Verbindet man die oben erreichten Erkenntnisse mit der Tatsache, dass die Bienen im Hinduismus als die Inkarnationen Vishnus (welcher gegen Dämonen kämpft), und als Liebesboten gelten, mit der Schutzfunktion der Bienen in der ägyptischen Mythologie, so könnte man interpretieren, dass Egidius als das Kollektiv der Winterbienen wiedergeboren wurden und die Nazis vertrieb.
Krieg der pure Wahnsinn
Da Egidius seine Antiepileptika ausgehen, wird er immer wieder von starken Anfällen heimgesucht, welche ihn am Abgrund des Wahnsinns balancieren lassen. In Verbindung dazu steht der Wahnsinn des Krieges, welcher immer näher kommt. Dies erklärt auch Scheuer: „Wenn man einen epileptischen Anfall hat, vermengen sich Wirklichkeit und Phantasie“ und „man kann nicht unterscheiden. Und je länger die Anfälle dauern, umso wahnsinniger wird der Epileptiker. Der Krieg ist ja auch eine wahnsinnige Veranstaltung. Diese beiden Momente vermengen sich im Roman. Der Krieg entsteht im Gehirn von Egidius Arimond und außen. Und so wird das Ganze in der Absurdität noch einmal gesteigert“.[1]
Alfons Arimond
Alfons bedeutet „bereit für den Krieg“, was auch so scheint, da er wehrtauglich und gleichzeitig ein Fliegerass ist im Gegensatz zu seinem Bruder.

§ **ZU ERLEDIGENDE AUFGABEN**
1. Welche Bedeutung hat der Name Alfons laut dem Lesetext?
2. Fasse den Absatz des Lesetexts, der mit „Da Egidius seine Antiepileptika ausgehen“ beginnt, kürzer zusammen und behalte die wichtigsten Fakten bei.
Die Auflistung steht in keinem Zusammenhang mit dem Lesetext.

§ **BEREITGESTELLTE ANGABEN**
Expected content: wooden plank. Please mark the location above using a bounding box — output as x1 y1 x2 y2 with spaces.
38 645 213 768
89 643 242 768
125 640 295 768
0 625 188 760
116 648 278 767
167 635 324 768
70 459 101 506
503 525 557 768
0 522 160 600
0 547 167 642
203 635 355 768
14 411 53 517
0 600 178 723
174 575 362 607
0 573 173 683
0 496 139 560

§ **GEORDNETE ANTWORTEN**
1. Er bedeutet „bereit für den Krieg“.

2. Weil Egidius keine Antiepileptika mehr hat, erleidet er immer wieder starke Anfälle, die ihn an den Rand des Wahnsinns bringen. Damit verbunden ist der Wahnsinn des Krieges, der immer näher rückt. Scheuer erklärt, dass sich bei einem epileptischen Anfall Wirklichkeit und Phantasie vermischen und der Epileptiker mit zunehmender Dauer der Anfälle immer wahnsinniger wird. Auch der Krieg sei eine wahnsinnige Veranstaltung. Im Roman entsteht der Krieg sowohl in Egidius Arimonds Gehirn als auch außen, wodurch die Absurdität noch gesteigert wird.